The task.
Using the passage on the security-for-costs applications below, and not the data, decide whether each statement agrees with it. Answer yes or no for each, and quote the deciding words from the passage.
1. Mr Perera's witness statement was signed on 25 July 2006.
2. Mr Perera argues that security for Mr Tamimi's costs should not be ordered in principle.
3. The appellants' leading counsel gave his time estimate after learning of the second respondent's notice.

The response to the applications is set out in a witness statement of Mr Maurice Perera, signed on 25 July 2006. Mr Perera does not advance any reason why security for the costs of the third respondent, Mr Tamimi, should not be ordered in principle; but he does advance a number of criticisms of the amount which is sought. First, he says that the proper estimate of the appeal is that it should not be more than three days; and that, indeed, it well might well not be more than two days. He says that, in part at least, on the basis that the appeal should not include the hearing of arguments advanced in the second respondent's notice because the skeleton argument supporting those arguments was filed well out of time and no extension of time has yet been given. The hurdle in the way of that submission is that the appellants' leading counsel gave a time estimate on 12 March 2006 – estimating the time of the hearing of the appeal at three to four days – and he gave that estimate before he knew of the second respondent's notice. So that three to four days is the appellants' own estimate of the time the hearing of the appeal is likely to take. Mr Perera then, by reference really to the length of time, suggests first that a discount should be made in the amount provided for counsel's fees claimed on behalf of the third respondent and secondly, that the amount estimated for the solicitor's involvement is over-generous.

[Bounding-box records]
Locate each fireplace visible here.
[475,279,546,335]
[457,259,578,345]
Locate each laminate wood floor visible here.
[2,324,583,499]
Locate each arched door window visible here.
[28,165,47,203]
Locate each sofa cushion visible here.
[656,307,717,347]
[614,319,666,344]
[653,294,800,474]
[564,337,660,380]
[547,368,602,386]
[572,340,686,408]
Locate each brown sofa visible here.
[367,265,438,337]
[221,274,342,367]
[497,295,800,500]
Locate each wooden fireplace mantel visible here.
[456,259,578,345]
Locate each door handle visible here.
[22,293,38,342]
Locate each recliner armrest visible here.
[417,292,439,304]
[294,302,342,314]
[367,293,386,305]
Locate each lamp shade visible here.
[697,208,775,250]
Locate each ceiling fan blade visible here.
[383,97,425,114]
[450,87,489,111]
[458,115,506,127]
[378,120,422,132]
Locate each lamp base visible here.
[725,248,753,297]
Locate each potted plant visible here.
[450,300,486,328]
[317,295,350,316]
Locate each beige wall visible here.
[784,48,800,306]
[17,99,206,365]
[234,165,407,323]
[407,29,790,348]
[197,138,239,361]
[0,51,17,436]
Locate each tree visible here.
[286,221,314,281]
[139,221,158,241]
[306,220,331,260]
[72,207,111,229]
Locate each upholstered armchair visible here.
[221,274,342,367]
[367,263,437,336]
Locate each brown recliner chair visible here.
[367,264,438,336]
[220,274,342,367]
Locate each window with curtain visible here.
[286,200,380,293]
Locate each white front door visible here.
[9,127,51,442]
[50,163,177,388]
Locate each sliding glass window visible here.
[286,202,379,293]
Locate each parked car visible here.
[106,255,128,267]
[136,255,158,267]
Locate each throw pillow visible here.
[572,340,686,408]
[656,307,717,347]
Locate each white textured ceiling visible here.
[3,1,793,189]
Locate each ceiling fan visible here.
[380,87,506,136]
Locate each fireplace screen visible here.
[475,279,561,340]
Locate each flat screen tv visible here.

Task result.
1. Yes: "signed on 25 July 2006"
2. No: "Mr Perera does not advance any reason why security for the costs of the third respondent, Mr Tamimi, should not be ordered in principle"
3. No: "he gave that estimate before he knew of the second respondent's notice"